■ **Task to carry out**
Render every line of the entries below as a Markdown table with two columns, "Row" for the row number and "Line" for the line itself, leaving out blank lines.

■ **Given records**
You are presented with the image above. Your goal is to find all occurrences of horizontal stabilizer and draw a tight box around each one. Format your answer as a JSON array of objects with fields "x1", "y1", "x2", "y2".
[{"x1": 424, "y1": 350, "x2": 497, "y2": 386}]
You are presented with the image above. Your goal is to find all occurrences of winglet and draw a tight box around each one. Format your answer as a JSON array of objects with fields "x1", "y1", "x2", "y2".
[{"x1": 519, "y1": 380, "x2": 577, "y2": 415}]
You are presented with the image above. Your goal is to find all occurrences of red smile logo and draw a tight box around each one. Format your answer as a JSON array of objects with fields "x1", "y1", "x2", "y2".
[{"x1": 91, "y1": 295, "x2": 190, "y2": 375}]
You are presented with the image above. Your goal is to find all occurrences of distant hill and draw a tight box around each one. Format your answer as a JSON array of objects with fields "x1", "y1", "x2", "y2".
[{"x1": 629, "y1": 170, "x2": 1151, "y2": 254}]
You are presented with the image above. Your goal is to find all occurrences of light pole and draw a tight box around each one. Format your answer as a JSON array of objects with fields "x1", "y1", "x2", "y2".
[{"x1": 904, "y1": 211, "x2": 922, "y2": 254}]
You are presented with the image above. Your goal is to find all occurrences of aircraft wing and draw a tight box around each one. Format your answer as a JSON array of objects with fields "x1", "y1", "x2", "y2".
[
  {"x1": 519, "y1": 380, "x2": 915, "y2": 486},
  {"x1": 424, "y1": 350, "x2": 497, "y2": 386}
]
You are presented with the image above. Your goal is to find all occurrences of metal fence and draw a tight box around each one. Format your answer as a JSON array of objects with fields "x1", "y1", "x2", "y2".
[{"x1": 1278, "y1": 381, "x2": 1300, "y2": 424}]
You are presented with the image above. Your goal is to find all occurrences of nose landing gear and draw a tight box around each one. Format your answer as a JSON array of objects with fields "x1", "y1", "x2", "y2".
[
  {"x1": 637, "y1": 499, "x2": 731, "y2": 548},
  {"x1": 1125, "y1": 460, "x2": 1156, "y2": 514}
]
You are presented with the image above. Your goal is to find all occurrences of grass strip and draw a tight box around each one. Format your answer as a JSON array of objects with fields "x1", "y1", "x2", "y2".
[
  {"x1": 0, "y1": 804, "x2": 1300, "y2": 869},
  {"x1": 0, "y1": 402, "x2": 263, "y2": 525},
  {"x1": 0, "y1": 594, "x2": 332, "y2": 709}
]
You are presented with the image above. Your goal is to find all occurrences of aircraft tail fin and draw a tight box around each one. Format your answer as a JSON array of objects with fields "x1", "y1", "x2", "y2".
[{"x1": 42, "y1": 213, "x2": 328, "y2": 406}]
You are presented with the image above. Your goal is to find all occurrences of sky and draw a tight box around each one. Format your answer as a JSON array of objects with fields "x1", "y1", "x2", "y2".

■ **Response for this exercise**
| Row | Line |
|---|---|
| 1 | You are presented with the image above. Your goal is to find all occurrences of horizontal stabilizer and draw a tight box around each one. Format your answer as a JSON array of objects with fields "x1", "y1", "x2", "y2". |
| 2 | [{"x1": 424, "y1": 350, "x2": 497, "y2": 386}] |
| 3 | You are presented with the image above. Your goal is to find all occurrences of winglet and draw a tight box around each one. Format your answer as a JSON array of objects with fields "x1", "y1", "x2", "y2". |
| 4 | [{"x1": 519, "y1": 380, "x2": 577, "y2": 415}] |
| 5 | You are presented with the image above. Your goal is to find all occurrences of red smile logo and draw a tight box around each one. Format your answer as a JSON array of objects with fields "x1", "y1", "x2", "y2". |
| 6 | [{"x1": 91, "y1": 295, "x2": 190, "y2": 375}] |
| 7 | You are presented with the image above. Your goal is to find all occurrences of distant hill and draw a tight box around each one. Format your answer as a JSON array of objects with fields "x1", "y1", "x2", "y2". |
| 8 | [{"x1": 629, "y1": 170, "x2": 1151, "y2": 254}] |
| 9 | You are presented with the image above. Your goal is to find all occurrences of light pole and draw a tight box around each one. Format your answer as a JSON array of objects with fields "x1", "y1", "x2", "y2". |
| 10 | [{"x1": 904, "y1": 211, "x2": 922, "y2": 254}] |
| 11 | You are presented with the image above. Your goal is to find all occurrences of aircraft wing and draw a tight box around each one. Format your answer as a JSON array of objects with fields "x1", "y1", "x2", "y2". |
| 12 | [ |
| 13 |   {"x1": 519, "y1": 380, "x2": 915, "y2": 486}, |
| 14 |   {"x1": 424, "y1": 350, "x2": 497, "y2": 386} |
| 15 | ] |
| 16 | You are presented with the image above. Your goal is to find all occurrences of metal fence and draw a tight box around each one. Format your answer as a JSON array of objects with fields "x1", "y1", "x2", "y2". |
| 17 | [{"x1": 1278, "y1": 381, "x2": 1300, "y2": 424}] |
| 18 | You are presented with the image above. Your goal is to find all occurrences of nose landing gear and draw a tight box around each one. Format your answer as a JSON array of objects with fields "x1", "y1", "x2", "y2". |
| 19 | [ |
| 20 |   {"x1": 637, "y1": 499, "x2": 731, "y2": 548}, |
| 21 |   {"x1": 1125, "y1": 460, "x2": 1156, "y2": 514} |
| 22 | ] |
| 23 | You are presented with the image above. Your goal is to find all occurrences of grass strip and draw a tight box around each one. Format your answer as a JSON array of objects with fields "x1", "y1", "x2", "y2". |
| 24 | [ |
| 25 |   {"x1": 0, "y1": 804, "x2": 1300, "y2": 869}, |
| 26 |   {"x1": 0, "y1": 402, "x2": 263, "y2": 525}, |
| 27 |   {"x1": 0, "y1": 594, "x2": 332, "y2": 709} |
| 28 | ] |
| 29 | You are presented with the image above. Your goal is to find all occurrences of aircraft tail fin and draw a tight box around each one. Format your answer as a JSON array of objects with fields "x1", "y1", "x2", "y2". |
| 30 | [{"x1": 42, "y1": 213, "x2": 328, "y2": 406}] |
| 31 | You are presented with the image above. Your goal is to find all occurrences of sky and draw a tight box around each one. Format your answer as a JSON array of objects with fields "x1", "y1", "x2", "y2". |